Copy out the material below with "crop-scouting log" swapped for "field notes" everywhere and nothing else changed. Leave out the pictures.
▬▬▬▬▬▬▬▬▬▬
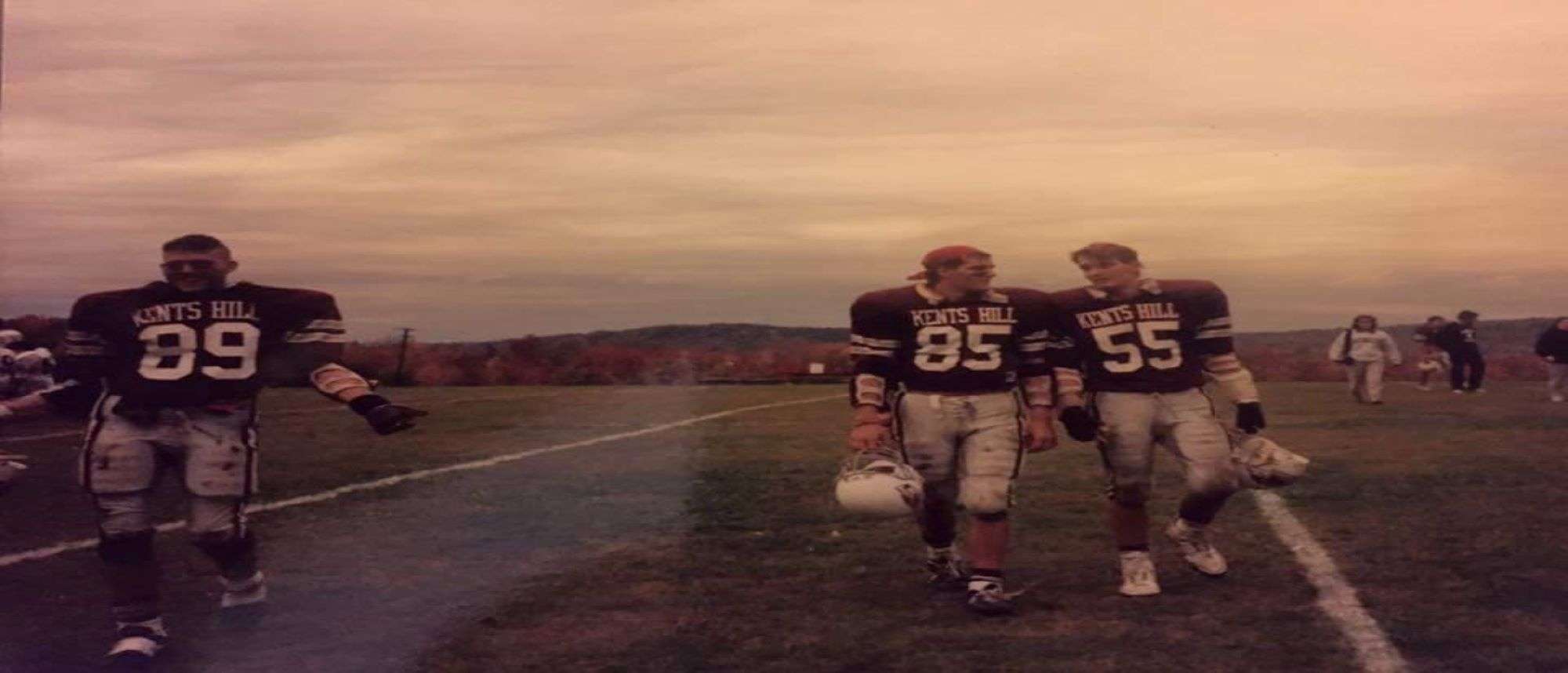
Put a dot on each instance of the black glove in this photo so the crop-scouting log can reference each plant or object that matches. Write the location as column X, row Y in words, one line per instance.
column 1081, row 424
column 383, row 417
column 1250, row 418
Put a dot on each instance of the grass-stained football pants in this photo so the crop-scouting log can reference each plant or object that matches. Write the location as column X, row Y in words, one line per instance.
column 965, row 442
column 1185, row 424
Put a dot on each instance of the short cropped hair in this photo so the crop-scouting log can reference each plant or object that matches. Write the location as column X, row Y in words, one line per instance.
column 195, row 244
column 1106, row 253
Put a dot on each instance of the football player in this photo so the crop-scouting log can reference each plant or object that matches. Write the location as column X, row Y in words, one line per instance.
column 938, row 371
column 1142, row 349
column 175, row 369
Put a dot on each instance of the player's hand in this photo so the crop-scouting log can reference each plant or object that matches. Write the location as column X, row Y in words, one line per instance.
column 1081, row 424
column 390, row 418
column 1040, row 432
column 1250, row 418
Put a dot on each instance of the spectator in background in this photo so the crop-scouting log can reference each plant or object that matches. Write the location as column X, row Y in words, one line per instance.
column 1459, row 341
column 1553, row 347
column 1365, row 351
column 1434, row 360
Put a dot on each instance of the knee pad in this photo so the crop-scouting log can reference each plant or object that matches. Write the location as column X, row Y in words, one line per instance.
column 1131, row 495
column 985, row 497
column 126, row 548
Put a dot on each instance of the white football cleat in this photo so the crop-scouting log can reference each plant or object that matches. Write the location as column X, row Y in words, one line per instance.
column 137, row 644
column 245, row 592
column 1196, row 548
column 1138, row 575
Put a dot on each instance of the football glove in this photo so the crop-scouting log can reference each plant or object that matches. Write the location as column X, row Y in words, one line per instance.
column 1250, row 418
column 1081, row 424
column 383, row 417
column 12, row 467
▬▬▬▬▬▬▬▬▬▬
RESULT OF THIS EXERCISE:
Put a dot on each instance of the black glove in this photo so the field notes can reference each plant or object that matches. Write the location as column X, row Y in words, one line per instance.
column 1081, row 424
column 383, row 417
column 1250, row 418
Put a dot on each instance of the grass-stained football pants in this photo so the field notes can reference each plant or object that matches. Write the location as column X, row Y in words, one line per instance.
column 965, row 442
column 1185, row 424
Put a dot on each instance of the short cropped hair in this photo so the field notes can reference each plant or object that matches. Write the location as column X, row Y in words, one line per instance.
column 195, row 244
column 1106, row 253
Put a dot on each instance of the football player in this photo so the field notes can reference each plant or object that matches. Write the location as column X, row Y in words, one line per instance.
column 938, row 371
column 1142, row 349
column 175, row 369
Put a dot on each instance of the player's hand in this photo so the field notes can reference each plant or object that matches. Write the location as column X, row Y in words, one line per instance.
column 1081, row 424
column 390, row 418
column 1040, row 432
column 1250, row 418
Put a dot on each instance of the spectator in background in this photo so the field notes can reference each plant or object that matches. Write the location as column X, row Y in words, one line per instance.
column 1459, row 341
column 1553, row 347
column 1365, row 351
column 1434, row 360
Put a dot on each instance of the knee pad in this photo so the field notes can reference each plant or object that matches. Write the location as column X, row Y in words, one line per instance.
column 1131, row 495
column 985, row 497
column 126, row 548
Put a dot on each instance of the white football cleat in this photo so the field notes can reference each plant or object that matches. Write the location as column X, row Y in words, one line per instance.
column 137, row 644
column 245, row 592
column 1196, row 548
column 1138, row 575
Put a dot on each instance of the football glove in this photo so the field notes can reference each plant or object that matches. Write the location as column X, row Y in words, one line per instance.
column 1250, row 418
column 1081, row 424
column 383, row 417
column 12, row 467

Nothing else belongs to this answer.